PASSAGE.
Robinson is expected to attend Lane’s consecration.
“I have a sense that we’re really learning to talk to one another,” Lane said of the controversy. “The church across the provinces has recognized that we need to be in conversation. It’s pretty uncomfortable … but once the conversation starts, it’s harder to stay mad.”
Lane was elected bishop in Maine as his former boss in New York, Bishop Jack M. McKelvey, was preparing to retire this summer. Lane went to work in 2000 in the diocesan office in Rochester, the same year McKelvey became bishop.
Ordained in 1978, Lane served churches in upstate New York for his entire career. He was serving as canon for deployment and ministry development when he was elected bishop in Maine. In Rochester, he was responsible for formation, ordination and deployment of clergy, as well as social justice issues and the Safe Church training program.
Jefforts Schori will spend the weekend in southern Maine. She will celebrate the Eucharist and preach in Spanish after Lane’s consecration at a service of Mission San Lucas, the diocesan Hispanic ministry, at the cathedral. The presiding bishop will conduct services at 10 a.m. Sunday, at Christ Episcopal Church in Biddeford.

INFORMATION SUPPLIED.
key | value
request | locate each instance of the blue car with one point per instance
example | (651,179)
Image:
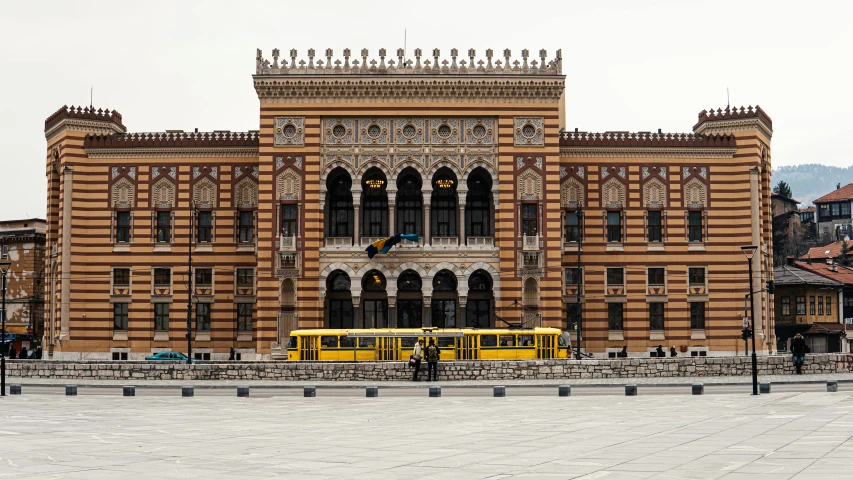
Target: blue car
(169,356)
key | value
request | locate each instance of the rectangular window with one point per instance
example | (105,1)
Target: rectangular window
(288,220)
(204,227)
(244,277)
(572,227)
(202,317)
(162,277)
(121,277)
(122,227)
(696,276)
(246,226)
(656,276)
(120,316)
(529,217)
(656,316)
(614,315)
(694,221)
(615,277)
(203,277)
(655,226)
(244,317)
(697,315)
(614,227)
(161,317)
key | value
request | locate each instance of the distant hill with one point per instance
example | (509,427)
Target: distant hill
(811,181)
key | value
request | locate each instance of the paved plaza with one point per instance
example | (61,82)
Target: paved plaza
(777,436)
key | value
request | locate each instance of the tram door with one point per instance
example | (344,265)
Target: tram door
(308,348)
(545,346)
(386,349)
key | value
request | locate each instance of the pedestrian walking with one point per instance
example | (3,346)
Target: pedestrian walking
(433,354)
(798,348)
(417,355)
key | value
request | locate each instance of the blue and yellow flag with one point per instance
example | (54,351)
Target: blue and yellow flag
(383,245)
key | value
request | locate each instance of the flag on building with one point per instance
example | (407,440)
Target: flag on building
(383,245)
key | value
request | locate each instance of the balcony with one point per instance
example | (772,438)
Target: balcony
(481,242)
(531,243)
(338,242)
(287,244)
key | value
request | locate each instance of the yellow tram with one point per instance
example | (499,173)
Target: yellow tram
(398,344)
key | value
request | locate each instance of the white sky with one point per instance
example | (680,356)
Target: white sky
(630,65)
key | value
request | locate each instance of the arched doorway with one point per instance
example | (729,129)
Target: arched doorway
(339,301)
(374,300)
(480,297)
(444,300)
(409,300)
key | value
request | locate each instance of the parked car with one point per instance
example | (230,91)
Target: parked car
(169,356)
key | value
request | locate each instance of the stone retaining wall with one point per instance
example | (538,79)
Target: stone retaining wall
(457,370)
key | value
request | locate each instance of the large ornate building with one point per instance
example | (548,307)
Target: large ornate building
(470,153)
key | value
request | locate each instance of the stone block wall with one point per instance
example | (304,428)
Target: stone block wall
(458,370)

STATED PROBLEM 1.
According to the passage about Lane's election as bishop in Maine, in what year was Lane ordained?
STATED PROBLEM 2.
Pick up the passage about Lane's election as bishop in Maine right after its final sentence and write the next part.
The records have nothing to do with what comes next.

WRITTEN REPLY 1.
1978

WRITTEN REPLY 2.
Lane will return to Rochester, N.Y., at the end of the month for the consecration of the newly elected bishop there.
The Rev. Prince Singh, a native of India, will be consecrated on May 31, at the Eastman Theater at the University of Rochester. Before his election in February, he was rector of St. Alban’s Episcopal Church in Franklin Lakes, N.J. The church is part of the Diocese of Newark, N.J., where McKelvey was before being elected bishop in Rochester.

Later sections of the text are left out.